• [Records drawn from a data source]
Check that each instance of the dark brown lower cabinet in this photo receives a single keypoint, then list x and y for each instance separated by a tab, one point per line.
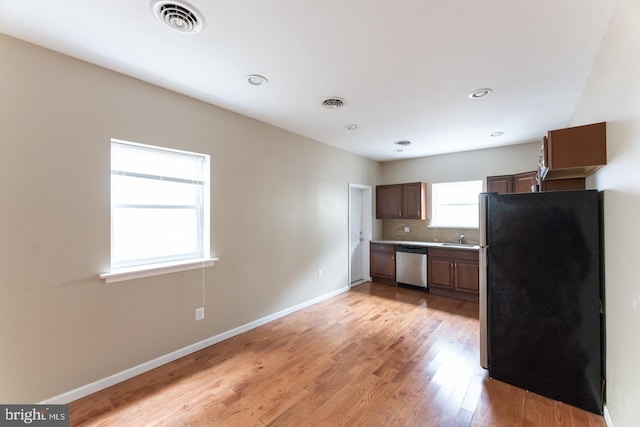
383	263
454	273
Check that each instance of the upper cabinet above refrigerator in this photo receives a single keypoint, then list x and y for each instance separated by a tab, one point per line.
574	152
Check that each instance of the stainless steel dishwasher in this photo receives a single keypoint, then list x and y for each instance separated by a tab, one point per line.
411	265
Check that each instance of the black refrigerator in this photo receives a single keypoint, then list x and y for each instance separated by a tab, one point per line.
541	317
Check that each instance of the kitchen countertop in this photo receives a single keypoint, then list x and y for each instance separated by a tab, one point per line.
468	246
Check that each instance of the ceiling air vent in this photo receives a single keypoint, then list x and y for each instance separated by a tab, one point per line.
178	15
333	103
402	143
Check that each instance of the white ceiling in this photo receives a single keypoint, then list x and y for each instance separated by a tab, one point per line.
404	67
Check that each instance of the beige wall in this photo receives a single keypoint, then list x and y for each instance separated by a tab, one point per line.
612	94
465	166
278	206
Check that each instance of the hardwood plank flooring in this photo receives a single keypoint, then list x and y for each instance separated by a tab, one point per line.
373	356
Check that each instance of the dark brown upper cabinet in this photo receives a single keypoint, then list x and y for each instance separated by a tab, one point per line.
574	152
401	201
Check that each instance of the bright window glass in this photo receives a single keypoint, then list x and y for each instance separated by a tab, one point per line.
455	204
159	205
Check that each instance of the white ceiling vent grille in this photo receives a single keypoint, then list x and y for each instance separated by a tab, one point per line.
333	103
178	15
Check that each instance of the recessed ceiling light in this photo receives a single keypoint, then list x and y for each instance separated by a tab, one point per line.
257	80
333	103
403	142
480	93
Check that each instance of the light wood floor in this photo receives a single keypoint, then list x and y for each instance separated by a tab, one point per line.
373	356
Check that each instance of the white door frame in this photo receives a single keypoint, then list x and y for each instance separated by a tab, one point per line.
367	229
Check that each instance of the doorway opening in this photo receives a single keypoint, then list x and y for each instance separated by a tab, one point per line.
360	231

---

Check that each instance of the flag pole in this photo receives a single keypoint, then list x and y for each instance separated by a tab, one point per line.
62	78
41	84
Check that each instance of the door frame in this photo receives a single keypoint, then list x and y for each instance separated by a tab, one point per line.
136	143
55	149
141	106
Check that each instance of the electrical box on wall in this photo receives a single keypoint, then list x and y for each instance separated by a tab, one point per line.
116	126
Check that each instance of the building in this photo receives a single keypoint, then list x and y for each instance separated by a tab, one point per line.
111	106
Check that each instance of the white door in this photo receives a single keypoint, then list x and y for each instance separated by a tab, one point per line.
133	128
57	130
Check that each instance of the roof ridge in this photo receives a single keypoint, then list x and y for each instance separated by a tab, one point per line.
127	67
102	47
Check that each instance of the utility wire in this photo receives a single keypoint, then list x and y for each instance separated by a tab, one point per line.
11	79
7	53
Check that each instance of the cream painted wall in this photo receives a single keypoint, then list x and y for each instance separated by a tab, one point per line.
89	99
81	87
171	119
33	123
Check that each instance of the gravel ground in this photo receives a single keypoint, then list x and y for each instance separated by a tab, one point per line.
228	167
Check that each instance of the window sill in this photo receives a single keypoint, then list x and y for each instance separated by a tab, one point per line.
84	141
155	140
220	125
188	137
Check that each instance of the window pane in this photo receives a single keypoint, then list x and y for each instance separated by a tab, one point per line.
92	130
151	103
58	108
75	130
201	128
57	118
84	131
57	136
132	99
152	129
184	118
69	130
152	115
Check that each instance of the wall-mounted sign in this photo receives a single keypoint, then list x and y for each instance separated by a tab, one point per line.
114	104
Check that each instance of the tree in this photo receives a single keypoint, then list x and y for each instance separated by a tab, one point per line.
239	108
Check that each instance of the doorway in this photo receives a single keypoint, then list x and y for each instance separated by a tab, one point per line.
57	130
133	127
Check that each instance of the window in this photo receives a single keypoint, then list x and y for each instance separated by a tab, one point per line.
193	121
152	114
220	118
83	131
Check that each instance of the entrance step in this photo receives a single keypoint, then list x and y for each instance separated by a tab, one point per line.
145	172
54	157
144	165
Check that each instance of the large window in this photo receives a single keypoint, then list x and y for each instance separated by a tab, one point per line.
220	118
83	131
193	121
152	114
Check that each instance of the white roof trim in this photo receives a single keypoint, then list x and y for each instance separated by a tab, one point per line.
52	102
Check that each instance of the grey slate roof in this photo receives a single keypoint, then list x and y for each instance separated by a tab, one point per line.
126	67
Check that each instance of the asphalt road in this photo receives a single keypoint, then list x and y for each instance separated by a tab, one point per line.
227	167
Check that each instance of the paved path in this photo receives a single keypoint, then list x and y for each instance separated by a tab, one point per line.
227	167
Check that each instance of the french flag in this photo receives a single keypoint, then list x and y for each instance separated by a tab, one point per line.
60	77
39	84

• [SHORT PROBLEM] State how many of the lines above contain the string "vent". Reply with the number alone.

• [COMPLETE ANSWER] 2